■ **INFORMATION SUPPLIED**:
....................
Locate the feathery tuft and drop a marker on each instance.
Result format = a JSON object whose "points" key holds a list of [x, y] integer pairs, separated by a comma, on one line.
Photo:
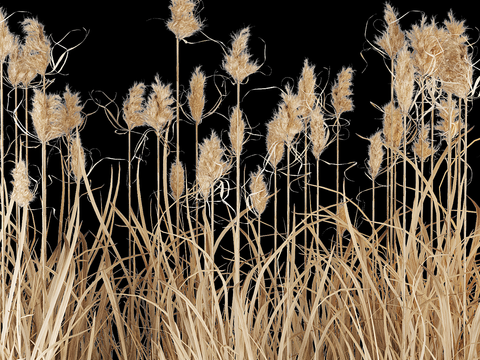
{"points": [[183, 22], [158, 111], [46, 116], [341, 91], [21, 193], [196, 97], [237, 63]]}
....................
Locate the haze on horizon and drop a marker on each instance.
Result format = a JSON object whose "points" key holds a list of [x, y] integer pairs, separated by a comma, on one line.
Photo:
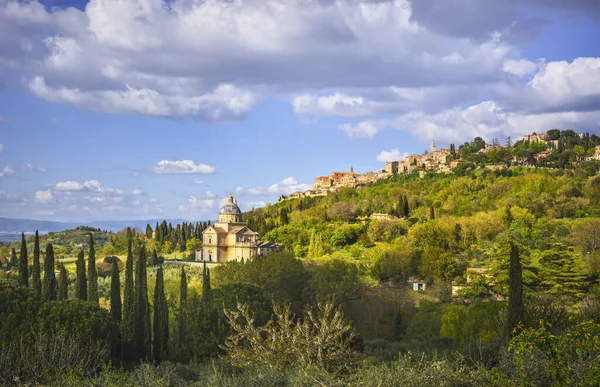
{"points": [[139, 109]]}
....................
■ **WHAT IS ASKED**: Pick out every line in the items above that contains the word "drop", and copy each one.

■ **RESPONSE TO THIS TASK**:
Locate the feathery tuft and drop a marker on each instance.
Locate the haze on horizon and drop a marker on each instance.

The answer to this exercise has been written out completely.